**What is expected:**
Locate each line of the records below that contains the word "wooden", and copy those lines out in full.

[Extracted data entries]
+ + +

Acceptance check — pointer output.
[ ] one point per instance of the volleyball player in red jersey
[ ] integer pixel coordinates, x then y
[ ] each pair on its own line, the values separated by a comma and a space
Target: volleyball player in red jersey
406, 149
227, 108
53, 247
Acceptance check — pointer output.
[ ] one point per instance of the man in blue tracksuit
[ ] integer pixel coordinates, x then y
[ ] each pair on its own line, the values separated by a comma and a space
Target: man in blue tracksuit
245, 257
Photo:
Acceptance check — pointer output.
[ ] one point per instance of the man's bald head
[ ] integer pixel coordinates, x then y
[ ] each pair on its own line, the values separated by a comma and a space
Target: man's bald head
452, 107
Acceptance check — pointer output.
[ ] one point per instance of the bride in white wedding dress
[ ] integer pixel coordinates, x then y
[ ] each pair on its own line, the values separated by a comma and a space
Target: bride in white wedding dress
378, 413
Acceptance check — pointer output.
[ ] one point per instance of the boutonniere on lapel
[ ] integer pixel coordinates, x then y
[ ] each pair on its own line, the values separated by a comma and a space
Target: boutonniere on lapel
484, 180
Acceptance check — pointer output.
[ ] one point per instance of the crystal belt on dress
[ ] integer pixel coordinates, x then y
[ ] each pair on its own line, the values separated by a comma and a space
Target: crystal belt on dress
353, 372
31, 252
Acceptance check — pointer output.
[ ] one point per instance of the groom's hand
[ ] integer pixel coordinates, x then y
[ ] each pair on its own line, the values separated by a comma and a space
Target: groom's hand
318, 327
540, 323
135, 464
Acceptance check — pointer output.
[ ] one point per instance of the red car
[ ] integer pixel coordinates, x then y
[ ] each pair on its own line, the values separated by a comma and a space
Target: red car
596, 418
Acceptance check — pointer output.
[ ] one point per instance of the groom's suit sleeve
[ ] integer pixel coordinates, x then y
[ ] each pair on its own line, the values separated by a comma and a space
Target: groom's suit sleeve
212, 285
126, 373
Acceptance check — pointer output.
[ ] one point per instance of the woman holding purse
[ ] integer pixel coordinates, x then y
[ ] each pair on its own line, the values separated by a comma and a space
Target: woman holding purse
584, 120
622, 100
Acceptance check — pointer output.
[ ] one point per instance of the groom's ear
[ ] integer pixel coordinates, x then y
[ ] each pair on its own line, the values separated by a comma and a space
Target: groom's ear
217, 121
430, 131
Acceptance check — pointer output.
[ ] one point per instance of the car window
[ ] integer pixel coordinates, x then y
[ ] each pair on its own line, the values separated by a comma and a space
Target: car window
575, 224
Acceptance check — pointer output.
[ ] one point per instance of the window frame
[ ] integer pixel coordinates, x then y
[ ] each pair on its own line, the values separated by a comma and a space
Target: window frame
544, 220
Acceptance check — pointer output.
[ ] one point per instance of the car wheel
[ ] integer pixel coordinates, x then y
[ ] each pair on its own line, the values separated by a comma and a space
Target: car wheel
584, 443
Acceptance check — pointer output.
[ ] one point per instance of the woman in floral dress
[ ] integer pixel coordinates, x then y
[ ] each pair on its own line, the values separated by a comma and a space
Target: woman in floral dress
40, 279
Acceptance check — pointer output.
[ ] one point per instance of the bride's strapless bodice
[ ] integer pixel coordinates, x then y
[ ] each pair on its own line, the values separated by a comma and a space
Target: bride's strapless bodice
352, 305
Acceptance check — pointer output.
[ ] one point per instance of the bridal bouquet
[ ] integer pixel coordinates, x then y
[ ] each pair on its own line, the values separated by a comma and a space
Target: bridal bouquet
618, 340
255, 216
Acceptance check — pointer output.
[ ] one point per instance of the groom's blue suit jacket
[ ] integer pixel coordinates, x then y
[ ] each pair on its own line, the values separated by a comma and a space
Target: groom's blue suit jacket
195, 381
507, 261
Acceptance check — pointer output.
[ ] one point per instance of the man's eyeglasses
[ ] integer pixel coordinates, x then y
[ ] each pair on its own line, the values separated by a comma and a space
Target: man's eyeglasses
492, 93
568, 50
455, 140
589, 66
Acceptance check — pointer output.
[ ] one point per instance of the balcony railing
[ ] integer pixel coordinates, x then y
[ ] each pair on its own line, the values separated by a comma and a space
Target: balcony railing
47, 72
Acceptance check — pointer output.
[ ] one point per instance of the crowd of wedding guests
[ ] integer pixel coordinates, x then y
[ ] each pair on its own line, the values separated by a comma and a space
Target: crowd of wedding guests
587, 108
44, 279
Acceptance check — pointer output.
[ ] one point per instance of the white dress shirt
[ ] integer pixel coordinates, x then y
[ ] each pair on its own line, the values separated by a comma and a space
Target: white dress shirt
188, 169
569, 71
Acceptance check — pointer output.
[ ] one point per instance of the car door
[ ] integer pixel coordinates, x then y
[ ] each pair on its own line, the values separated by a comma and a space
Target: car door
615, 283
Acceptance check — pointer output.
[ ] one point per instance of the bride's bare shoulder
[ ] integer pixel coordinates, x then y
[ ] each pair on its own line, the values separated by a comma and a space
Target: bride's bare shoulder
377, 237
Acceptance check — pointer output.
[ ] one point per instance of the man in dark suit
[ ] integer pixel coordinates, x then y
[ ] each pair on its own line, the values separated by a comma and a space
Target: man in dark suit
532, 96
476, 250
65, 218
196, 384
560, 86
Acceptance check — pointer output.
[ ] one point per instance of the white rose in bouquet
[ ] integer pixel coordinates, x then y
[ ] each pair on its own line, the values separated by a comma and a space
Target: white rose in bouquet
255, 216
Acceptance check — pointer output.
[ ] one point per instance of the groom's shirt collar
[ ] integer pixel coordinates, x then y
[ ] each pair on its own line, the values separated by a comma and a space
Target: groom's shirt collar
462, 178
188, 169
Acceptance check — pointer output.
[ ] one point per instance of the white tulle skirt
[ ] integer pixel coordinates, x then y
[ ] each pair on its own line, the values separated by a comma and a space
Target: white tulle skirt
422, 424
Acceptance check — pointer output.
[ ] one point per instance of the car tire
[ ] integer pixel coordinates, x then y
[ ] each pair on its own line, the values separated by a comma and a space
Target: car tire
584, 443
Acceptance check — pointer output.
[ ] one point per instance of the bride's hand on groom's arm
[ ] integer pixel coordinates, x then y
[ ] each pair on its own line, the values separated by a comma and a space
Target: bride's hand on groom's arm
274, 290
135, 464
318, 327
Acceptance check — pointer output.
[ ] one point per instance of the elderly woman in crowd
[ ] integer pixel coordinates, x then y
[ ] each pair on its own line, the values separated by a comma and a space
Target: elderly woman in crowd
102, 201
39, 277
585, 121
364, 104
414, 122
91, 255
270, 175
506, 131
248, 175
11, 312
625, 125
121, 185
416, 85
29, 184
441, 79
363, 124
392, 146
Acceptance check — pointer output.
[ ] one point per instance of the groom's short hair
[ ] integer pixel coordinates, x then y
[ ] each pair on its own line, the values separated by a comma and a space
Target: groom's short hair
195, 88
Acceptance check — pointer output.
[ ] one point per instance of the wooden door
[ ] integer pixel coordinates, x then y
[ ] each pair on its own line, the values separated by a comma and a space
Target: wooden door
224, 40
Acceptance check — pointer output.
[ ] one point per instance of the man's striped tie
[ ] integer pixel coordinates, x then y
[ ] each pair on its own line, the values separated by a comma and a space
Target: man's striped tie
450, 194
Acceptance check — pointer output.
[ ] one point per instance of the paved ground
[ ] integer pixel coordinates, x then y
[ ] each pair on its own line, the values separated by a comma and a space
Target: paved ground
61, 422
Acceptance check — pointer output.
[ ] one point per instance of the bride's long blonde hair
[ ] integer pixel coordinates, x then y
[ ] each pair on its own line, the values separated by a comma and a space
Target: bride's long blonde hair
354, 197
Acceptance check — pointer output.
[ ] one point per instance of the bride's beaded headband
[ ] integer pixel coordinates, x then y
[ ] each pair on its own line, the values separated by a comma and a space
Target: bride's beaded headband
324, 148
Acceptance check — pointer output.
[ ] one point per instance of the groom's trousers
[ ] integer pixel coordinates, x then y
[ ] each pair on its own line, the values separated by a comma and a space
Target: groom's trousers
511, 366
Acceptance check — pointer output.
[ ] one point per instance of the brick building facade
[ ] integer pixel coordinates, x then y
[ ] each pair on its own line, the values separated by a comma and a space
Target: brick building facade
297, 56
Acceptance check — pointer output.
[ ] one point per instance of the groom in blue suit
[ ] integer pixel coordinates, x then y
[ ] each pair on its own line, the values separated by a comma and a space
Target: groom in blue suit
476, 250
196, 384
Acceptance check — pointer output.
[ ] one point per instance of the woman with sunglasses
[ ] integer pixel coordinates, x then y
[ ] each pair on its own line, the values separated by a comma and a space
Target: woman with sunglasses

+ + +

**Written response:**
[ ] one point per instance of the wooden door
Target: wooden door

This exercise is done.